• _Lista de tarefas_:
1. Responde a estas perguntas sobre o excerto do blogue de cinema:
(a) Na entrada de 25 de abril de 2007, o que vai preencher parte dos tempos livres do autor?
(b) Que empresa lançou COISA RUIM em DVD?
(c) Em que localidade foi rodado COISA RUIM?
2. Filtra a listagem e copia, por favor, todas as linhas que contêm a palavra "truck".

25 de abril de 2007

Sin Cinema - «To be continued...»

SOBERBA. «To be continued...»Numa altura em que parecia estar estabilizado o modelo de apresentação do SIN CINEMA, eis que surge um novo facto que baralha as rotinas pessoais do autor deste modesto blogue de cinema. Nada de grave, é até um novo desafio profissional ligado a este sector que me vai preencher parte dos tempos livres, que dedicava a este espaço já com longos meses de história. Por isso mesmo, e até estabilizar o novo projecto entre mãos, o SIN CINEMA conhece aqui o seu primeiro interregno da sua curta história. Não é um fim (até porque conto esporadicamente voltar para reflectir sobre as imagens que for vendo...) é antes um novo começo para algo que não sei bem onde me pode levar. Independentemente disso, este espaço já faz parte da minha história na rede. E por isso não vai acabar. Apenas entrar numa temporalidade diferente.

8 de abril de 2007

DVD: A raíz dos nossos medos

AVAREZA. «Há uma dor que atravessa os tempos. Em busca de vingança...» Quando os jovens realizadores Tiago Guedes e Frederico Serra estavam a iniciar a rodagem de COISA RUIM, não resistiram a ir ver ao cinema a alegoria surreal que M. Night Shyamalan elaborou em A VILA. Ficaram ligeiramente surpreendidos com as similitudes do ambiente bucólico e rico em sustos que esta obra do cineasta de O SEXTO SENTIDO aparentava ter com o que viria a tornar-se o mais forte título português dos últimos tempos no género fantástico. Pura coincidência e analogia excessiva, assume a dupla que dirigiu COISA RUIM no documentário sobre a origem do projecto e que consta dos extras que o filme traz consigo na edição agora lançada em DVD pela Atalanta Filmes. De facto, nesta revisitação do conceito de casa assombrada, a contenção como o medo sobrenatural se dá a ver – sempre envolto numa névoa de dúvida e quase sem derramar uma gota de sangue – lembra o estilo de Shyamalan, mas também o que Alejandro Aménabar construiu em OS OUTROS ou Stanley Kubrick em SHINING. Até porque o argumento que o jornalista Rodrigo Guedes de Carvalho (e irmão de Tiago) escreveu, não pretende escapulir-se dos códigos do género, antes atribuir-lhe uma dimensão folclórica, conservadoramente portuguesa. A história, que se vai impondo ao de leve, inicia-se com a mudança súbita de uma família lisboeta para o campo, onde Xavier (Adriano Luz) herdou uma velha mansão que parece carregar uma atmosfera de episódios mal resolvidos do passado. A população local não se cansa de deitar olhares desconfiados à família, enquanto reza compulsivamente e espera que «o mundo que aparentemente fala a nossa língua, mas que se exprime numa outra linguagem» não regresse à tona, e se mantenha enclausurado nas entranhas da memória. O sobrenatural pode estar à espreita, mas os estranhos fenómenos que começam a surgir na casa colidem com o cepticismo dos seus actuais residentes. Até que as evidências se tornam factos e nem os esforços do jovem padre Cruz (forte composição de João Pedro Vaz) parecem atenuar o conceito que dá nome a este filme rodado em Torrozelo, pequena localidade do concelho de Seia.

• _Material do exercício_:
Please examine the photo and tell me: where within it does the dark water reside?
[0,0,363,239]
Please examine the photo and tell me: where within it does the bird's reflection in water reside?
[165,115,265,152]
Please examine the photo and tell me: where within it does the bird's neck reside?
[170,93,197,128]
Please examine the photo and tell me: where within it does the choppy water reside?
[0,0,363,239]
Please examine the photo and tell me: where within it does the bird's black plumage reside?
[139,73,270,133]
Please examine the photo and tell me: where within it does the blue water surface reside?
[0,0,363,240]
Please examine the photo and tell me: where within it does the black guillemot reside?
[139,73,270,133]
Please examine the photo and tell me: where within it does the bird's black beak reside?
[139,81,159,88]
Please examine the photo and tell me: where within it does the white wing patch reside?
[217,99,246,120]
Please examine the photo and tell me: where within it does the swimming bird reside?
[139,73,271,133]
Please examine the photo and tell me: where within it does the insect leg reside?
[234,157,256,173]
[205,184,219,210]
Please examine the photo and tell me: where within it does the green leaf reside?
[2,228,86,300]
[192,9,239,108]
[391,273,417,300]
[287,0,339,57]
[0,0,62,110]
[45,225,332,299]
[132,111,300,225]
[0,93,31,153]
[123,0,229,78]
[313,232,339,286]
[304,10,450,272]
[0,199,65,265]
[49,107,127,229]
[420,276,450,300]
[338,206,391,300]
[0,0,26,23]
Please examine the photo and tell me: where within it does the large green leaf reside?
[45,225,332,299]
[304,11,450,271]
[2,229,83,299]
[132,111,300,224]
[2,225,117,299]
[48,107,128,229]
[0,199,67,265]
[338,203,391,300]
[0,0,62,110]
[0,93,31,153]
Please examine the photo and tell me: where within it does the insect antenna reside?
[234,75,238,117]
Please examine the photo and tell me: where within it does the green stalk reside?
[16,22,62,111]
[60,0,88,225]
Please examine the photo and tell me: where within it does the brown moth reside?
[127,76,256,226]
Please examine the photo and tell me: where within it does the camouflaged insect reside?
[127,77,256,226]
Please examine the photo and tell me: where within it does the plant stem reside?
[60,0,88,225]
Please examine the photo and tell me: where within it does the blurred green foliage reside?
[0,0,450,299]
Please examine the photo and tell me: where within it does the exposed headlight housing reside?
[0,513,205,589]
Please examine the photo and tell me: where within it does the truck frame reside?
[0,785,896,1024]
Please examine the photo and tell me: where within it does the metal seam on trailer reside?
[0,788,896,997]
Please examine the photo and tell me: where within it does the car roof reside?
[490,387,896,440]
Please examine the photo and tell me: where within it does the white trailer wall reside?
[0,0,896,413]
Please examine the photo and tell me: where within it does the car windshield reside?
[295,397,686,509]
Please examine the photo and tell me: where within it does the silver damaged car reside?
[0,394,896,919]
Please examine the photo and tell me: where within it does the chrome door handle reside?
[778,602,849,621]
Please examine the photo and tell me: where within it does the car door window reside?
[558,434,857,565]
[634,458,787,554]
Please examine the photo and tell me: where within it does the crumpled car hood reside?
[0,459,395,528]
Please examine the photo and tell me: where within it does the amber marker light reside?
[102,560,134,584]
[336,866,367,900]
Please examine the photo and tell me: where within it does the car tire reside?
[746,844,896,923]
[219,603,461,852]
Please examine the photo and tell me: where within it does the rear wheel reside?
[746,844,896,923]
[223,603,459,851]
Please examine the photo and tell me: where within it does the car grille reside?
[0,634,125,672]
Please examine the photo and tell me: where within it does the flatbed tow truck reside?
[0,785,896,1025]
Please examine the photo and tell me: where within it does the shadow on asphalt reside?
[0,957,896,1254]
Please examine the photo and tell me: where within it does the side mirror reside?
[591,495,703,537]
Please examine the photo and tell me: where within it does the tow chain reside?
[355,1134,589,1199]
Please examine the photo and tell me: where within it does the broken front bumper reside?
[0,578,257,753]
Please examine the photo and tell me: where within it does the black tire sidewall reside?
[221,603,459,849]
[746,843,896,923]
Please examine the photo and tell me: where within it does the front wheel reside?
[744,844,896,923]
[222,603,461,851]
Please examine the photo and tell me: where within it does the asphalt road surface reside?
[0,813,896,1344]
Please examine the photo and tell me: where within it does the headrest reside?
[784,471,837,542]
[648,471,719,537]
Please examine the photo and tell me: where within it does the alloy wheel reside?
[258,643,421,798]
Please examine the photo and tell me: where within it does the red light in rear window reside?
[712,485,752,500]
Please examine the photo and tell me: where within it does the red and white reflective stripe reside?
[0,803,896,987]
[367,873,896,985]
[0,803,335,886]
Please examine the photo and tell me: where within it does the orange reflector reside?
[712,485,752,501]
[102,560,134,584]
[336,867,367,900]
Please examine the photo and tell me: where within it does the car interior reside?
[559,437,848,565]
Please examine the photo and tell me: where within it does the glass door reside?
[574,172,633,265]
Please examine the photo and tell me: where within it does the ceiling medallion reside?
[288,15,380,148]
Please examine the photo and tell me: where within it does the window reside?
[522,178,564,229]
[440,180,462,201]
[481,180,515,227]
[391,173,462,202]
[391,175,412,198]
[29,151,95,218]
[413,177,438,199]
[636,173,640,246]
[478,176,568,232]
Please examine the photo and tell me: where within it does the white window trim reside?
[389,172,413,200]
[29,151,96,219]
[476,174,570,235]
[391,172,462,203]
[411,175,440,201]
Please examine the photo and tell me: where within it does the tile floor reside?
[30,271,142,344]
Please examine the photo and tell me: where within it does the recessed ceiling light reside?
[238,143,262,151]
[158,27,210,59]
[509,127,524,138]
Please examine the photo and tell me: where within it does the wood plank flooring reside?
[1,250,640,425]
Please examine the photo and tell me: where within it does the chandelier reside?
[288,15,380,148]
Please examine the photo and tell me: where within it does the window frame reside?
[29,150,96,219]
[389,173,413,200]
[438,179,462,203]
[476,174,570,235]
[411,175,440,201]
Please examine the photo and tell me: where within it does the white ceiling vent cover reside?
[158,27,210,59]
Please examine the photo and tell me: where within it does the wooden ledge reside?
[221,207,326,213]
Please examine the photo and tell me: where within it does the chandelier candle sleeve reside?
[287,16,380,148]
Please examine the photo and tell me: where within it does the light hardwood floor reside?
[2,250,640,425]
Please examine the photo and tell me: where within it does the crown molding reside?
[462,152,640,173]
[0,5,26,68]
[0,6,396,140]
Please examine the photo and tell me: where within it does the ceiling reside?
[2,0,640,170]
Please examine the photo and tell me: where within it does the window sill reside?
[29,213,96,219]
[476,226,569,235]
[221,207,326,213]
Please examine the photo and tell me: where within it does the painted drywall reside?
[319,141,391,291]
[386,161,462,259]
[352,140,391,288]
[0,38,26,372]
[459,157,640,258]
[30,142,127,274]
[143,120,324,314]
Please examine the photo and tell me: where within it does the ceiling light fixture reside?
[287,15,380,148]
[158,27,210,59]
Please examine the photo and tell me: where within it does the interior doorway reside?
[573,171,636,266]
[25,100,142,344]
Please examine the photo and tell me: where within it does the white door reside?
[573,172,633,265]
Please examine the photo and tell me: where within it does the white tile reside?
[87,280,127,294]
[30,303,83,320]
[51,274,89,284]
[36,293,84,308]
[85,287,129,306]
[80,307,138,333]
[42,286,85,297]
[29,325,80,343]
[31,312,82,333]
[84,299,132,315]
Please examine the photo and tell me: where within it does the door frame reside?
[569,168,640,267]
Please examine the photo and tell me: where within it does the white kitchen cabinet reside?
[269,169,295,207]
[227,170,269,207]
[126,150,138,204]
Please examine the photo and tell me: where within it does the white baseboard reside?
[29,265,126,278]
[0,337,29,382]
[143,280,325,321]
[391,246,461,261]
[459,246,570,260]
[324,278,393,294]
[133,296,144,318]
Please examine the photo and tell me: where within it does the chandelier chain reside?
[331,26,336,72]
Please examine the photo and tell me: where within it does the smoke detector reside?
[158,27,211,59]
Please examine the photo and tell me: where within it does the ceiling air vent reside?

• _As respostas_:
1.
(a) Um novo desafio profissional ligado ao sector do cinema.
(b) A Atalanta Filmes.
(c) Em Torrozelo, pequena localidade do concelho de Seia.

2.
Please examine the photo and tell me: where within it does the truck frame reside?
Please examine the photo and tell me: where within it does the flatbed tow truck reside?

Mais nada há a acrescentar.